Aim |
Extract every line of the records below word for word, leaving out the pictures.

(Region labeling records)
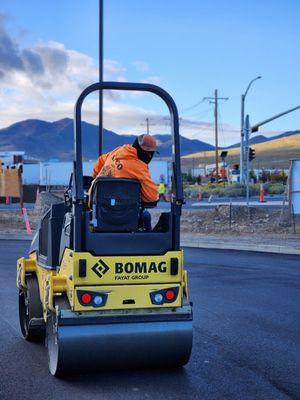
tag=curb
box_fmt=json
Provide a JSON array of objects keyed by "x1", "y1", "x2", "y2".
[
  {"x1": 180, "y1": 240, "x2": 300, "y2": 255},
  {"x1": 0, "y1": 234, "x2": 300, "y2": 255}
]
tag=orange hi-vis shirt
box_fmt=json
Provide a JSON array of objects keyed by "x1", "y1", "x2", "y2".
[{"x1": 93, "y1": 144, "x2": 158, "y2": 203}]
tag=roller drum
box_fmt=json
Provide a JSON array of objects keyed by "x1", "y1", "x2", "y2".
[{"x1": 47, "y1": 316, "x2": 192, "y2": 375}]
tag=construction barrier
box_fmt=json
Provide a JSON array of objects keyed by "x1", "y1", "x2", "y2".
[
  {"x1": 259, "y1": 183, "x2": 266, "y2": 203},
  {"x1": 22, "y1": 207, "x2": 32, "y2": 235}
]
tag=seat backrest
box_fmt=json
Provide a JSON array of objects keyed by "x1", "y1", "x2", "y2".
[{"x1": 90, "y1": 177, "x2": 141, "y2": 232}]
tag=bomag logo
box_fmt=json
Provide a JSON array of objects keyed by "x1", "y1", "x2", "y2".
[
  {"x1": 92, "y1": 259, "x2": 109, "y2": 278},
  {"x1": 115, "y1": 261, "x2": 167, "y2": 280}
]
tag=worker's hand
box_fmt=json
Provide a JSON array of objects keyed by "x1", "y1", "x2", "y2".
[{"x1": 142, "y1": 201, "x2": 158, "y2": 208}]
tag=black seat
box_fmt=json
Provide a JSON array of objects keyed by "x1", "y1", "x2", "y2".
[{"x1": 90, "y1": 177, "x2": 141, "y2": 232}]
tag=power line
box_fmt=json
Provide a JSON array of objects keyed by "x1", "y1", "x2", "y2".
[
  {"x1": 180, "y1": 99, "x2": 203, "y2": 114},
  {"x1": 141, "y1": 118, "x2": 156, "y2": 135}
]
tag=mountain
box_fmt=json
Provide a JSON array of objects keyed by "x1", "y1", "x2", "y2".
[
  {"x1": 182, "y1": 131, "x2": 300, "y2": 171},
  {"x1": 226, "y1": 130, "x2": 300, "y2": 149},
  {"x1": 0, "y1": 118, "x2": 214, "y2": 160}
]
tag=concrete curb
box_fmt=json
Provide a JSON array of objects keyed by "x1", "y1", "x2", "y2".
[
  {"x1": 0, "y1": 234, "x2": 300, "y2": 255},
  {"x1": 180, "y1": 239, "x2": 300, "y2": 255}
]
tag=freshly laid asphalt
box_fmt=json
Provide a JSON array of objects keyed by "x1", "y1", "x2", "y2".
[{"x1": 0, "y1": 240, "x2": 300, "y2": 400}]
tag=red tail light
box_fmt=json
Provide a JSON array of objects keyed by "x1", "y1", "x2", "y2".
[
  {"x1": 165, "y1": 289, "x2": 175, "y2": 301},
  {"x1": 81, "y1": 293, "x2": 92, "y2": 304}
]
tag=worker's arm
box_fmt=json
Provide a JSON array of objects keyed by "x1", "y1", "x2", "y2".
[
  {"x1": 92, "y1": 153, "x2": 109, "y2": 178},
  {"x1": 139, "y1": 167, "x2": 158, "y2": 203}
]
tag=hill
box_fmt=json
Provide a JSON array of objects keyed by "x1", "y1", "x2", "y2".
[
  {"x1": 0, "y1": 118, "x2": 214, "y2": 160},
  {"x1": 226, "y1": 130, "x2": 300, "y2": 149},
  {"x1": 182, "y1": 133, "x2": 300, "y2": 168}
]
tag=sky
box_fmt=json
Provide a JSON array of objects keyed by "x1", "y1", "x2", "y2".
[{"x1": 0, "y1": 0, "x2": 300, "y2": 146}]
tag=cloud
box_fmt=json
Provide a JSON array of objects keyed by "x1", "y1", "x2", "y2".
[
  {"x1": 0, "y1": 19, "x2": 246, "y2": 144},
  {"x1": 132, "y1": 60, "x2": 150, "y2": 72},
  {"x1": 0, "y1": 15, "x2": 24, "y2": 74},
  {"x1": 22, "y1": 49, "x2": 44, "y2": 75}
]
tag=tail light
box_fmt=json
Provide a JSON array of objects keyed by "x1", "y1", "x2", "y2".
[
  {"x1": 150, "y1": 287, "x2": 179, "y2": 305},
  {"x1": 77, "y1": 290, "x2": 108, "y2": 308}
]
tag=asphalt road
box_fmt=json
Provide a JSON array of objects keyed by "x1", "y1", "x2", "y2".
[{"x1": 0, "y1": 241, "x2": 300, "y2": 400}]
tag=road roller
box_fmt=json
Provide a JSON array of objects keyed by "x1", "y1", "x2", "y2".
[{"x1": 17, "y1": 82, "x2": 193, "y2": 376}]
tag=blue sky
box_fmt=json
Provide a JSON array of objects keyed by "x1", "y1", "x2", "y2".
[{"x1": 0, "y1": 0, "x2": 300, "y2": 145}]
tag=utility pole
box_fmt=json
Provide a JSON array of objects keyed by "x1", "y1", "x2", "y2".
[
  {"x1": 240, "y1": 76, "x2": 261, "y2": 183},
  {"x1": 98, "y1": 0, "x2": 103, "y2": 155},
  {"x1": 141, "y1": 117, "x2": 156, "y2": 135},
  {"x1": 203, "y1": 89, "x2": 229, "y2": 182}
]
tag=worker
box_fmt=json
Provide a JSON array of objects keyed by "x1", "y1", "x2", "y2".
[
  {"x1": 158, "y1": 182, "x2": 166, "y2": 201},
  {"x1": 93, "y1": 134, "x2": 159, "y2": 231}
]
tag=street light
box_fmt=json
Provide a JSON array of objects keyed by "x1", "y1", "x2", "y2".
[{"x1": 240, "y1": 76, "x2": 261, "y2": 182}]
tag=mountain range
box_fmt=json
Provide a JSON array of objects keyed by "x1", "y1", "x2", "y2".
[
  {"x1": 0, "y1": 118, "x2": 299, "y2": 161},
  {"x1": 0, "y1": 118, "x2": 214, "y2": 160}
]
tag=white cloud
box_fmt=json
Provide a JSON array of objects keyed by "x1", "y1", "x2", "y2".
[
  {"x1": 0, "y1": 20, "x2": 251, "y2": 144},
  {"x1": 132, "y1": 60, "x2": 150, "y2": 72}
]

Response to the task |
tag=curb
box_fmt=json
Provide a JSON array of objects keyed by "x1", "y1", "x2", "y2".
[
  {"x1": 180, "y1": 240, "x2": 300, "y2": 255},
  {"x1": 0, "y1": 234, "x2": 300, "y2": 255}
]
tag=orange hi-vis shirt
box_fmt=json
Provide a JSON array of objects keyed by "x1", "y1", "x2", "y2".
[{"x1": 93, "y1": 144, "x2": 158, "y2": 203}]
tag=roller drum
box_fmt=json
Provide a JSON array of objects keyed by "x1", "y1", "x2", "y2".
[{"x1": 47, "y1": 316, "x2": 192, "y2": 375}]
tag=construction barrier
box_fmt=json
Provide a JSON array of objects keyed by "x1", "y1", "x2", "y2".
[
  {"x1": 259, "y1": 183, "x2": 266, "y2": 203},
  {"x1": 22, "y1": 207, "x2": 32, "y2": 235}
]
tag=seat backrest
box_fmt=json
Provide a JSON array of objects keyed by "x1", "y1", "x2", "y2".
[{"x1": 90, "y1": 177, "x2": 141, "y2": 232}]
tag=bomag logo
box_fmt=json
Provide a JSON array of objects keyed by "x1", "y1", "x2", "y2".
[
  {"x1": 92, "y1": 259, "x2": 109, "y2": 278},
  {"x1": 115, "y1": 261, "x2": 167, "y2": 280}
]
tag=worker's hand
box_fmt=json
Provide a JSON array of objects keyed by "x1", "y1", "x2", "y2".
[{"x1": 142, "y1": 201, "x2": 158, "y2": 208}]
tag=black seat
box_fmt=json
Provide a JSON array of objects keyed by "x1", "y1", "x2", "y2".
[{"x1": 90, "y1": 177, "x2": 141, "y2": 232}]
tag=power line
box_fmt=json
Provide a JSON array of objects keyed by "x1", "y1", "x2", "y2".
[
  {"x1": 180, "y1": 99, "x2": 203, "y2": 114},
  {"x1": 141, "y1": 118, "x2": 156, "y2": 135}
]
tag=mountain
box_fmt=json
Provide a JSON array of objects keyed by "x1", "y1", "x2", "y2".
[
  {"x1": 182, "y1": 131, "x2": 300, "y2": 171},
  {"x1": 226, "y1": 130, "x2": 300, "y2": 149},
  {"x1": 0, "y1": 118, "x2": 214, "y2": 160}
]
tag=concrete curb
box_fmt=json
Provide a JSON array of objects keyed by "x1", "y1", "x2", "y2".
[
  {"x1": 0, "y1": 234, "x2": 300, "y2": 255},
  {"x1": 180, "y1": 239, "x2": 300, "y2": 255}
]
tag=freshly laid asphalt
box_fmt=json
Provide a JSON array of objects keyed by "x1", "y1", "x2", "y2".
[{"x1": 0, "y1": 240, "x2": 300, "y2": 400}]
tag=red tail light
box_fmt=json
Provide a JSON array of objects keyed by "x1", "y1", "x2", "y2".
[
  {"x1": 165, "y1": 289, "x2": 175, "y2": 301},
  {"x1": 81, "y1": 293, "x2": 92, "y2": 304}
]
tag=worker's arm
box_fmt=json
Provide a JSON array of objects keyed by "x1", "y1", "x2", "y2".
[
  {"x1": 92, "y1": 153, "x2": 109, "y2": 178},
  {"x1": 139, "y1": 167, "x2": 158, "y2": 203}
]
tag=hill
box_fmt=json
Provide a JSON array of objects keyed by "x1", "y1", "x2", "y2".
[
  {"x1": 0, "y1": 118, "x2": 214, "y2": 160},
  {"x1": 226, "y1": 130, "x2": 300, "y2": 149},
  {"x1": 182, "y1": 133, "x2": 300, "y2": 168}
]
tag=sky
box_fmt=json
Provide a JSON array of objects keyed by "x1", "y1", "x2", "y2".
[{"x1": 0, "y1": 0, "x2": 300, "y2": 146}]
tag=cloud
box_fmt=json
Provide a JSON array of objects keyed by "x1", "y1", "x2", "y2".
[
  {"x1": 0, "y1": 19, "x2": 246, "y2": 144},
  {"x1": 132, "y1": 60, "x2": 150, "y2": 72},
  {"x1": 0, "y1": 15, "x2": 24, "y2": 74},
  {"x1": 22, "y1": 49, "x2": 44, "y2": 75}
]
tag=tail light
box_fmt=json
Provide a JSON array of objects keyed by "x1", "y1", "x2", "y2".
[
  {"x1": 150, "y1": 287, "x2": 179, "y2": 305},
  {"x1": 77, "y1": 290, "x2": 108, "y2": 308}
]
tag=asphalt road
box_fmt=json
Provide a JSON array of objects keyed by "x1", "y1", "x2", "y2".
[{"x1": 0, "y1": 241, "x2": 300, "y2": 400}]
tag=road roller
box_fmt=json
Provide a JSON array of objects keyed by "x1", "y1", "x2", "y2".
[{"x1": 17, "y1": 82, "x2": 193, "y2": 376}]
tag=blue sky
box_fmt=json
Provide a JSON array of objects keyed by "x1", "y1", "x2", "y2".
[{"x1": 0, "y1": 0, "x2": 300, "y2": 145}]
tag=utility pole
box_fmt=json
Provide a JSON array of objects keyed by "x1", "y1", "x2", "y2".
[
  {"x1": 240, "y1": 76, "x2": 261, "y2": 183},
  {"x1": 98, "y1": 0, "x2": 103, "y2": 155},
  {"x1": 141, "y1": 117, "x2": 156, "y2": 135},
  {"x1": 203, "y1": 89, "x2": 229, "y2": 182}
]
tag=worker
box_fmt=json
Provide a JSON array of objects keyed by "x1", "y1", "x2", "y2".
[
  {"x1": 158, "y1": 182, "x2": 166, "y2": 201},
  {"x1": 93, "y1": 134, "x2": 159, "y2": 231}
]
tag=street light
box_fmt=json
Provide a JSON array of objects keyed by "x1", "y1", "x2", "y2".
[{"x1": 240, "y1": 76, "x2": 261, "y2": 182}]
tag=mountain range
box_fmt=json
Provide a JSON array of objects keyed by "x1", "y1", "x2", "y2".
[
  {"x1": 0, "y1": 118, "x2": 299, "y2": 161},
  {"x1": 0, "y1": 118, "x2": 214, "y2": 160}
]
tag=white cloud
box_fmt=json
Provide a JSON array of objects keyed by "x1", "y1", "x2", "y2".
[
  {"x1": 0, "y1": 20, "x2": 251, "y2": 144},
  {"x1": 132, "y1": 60, "x2": 150, "y2": 72}
]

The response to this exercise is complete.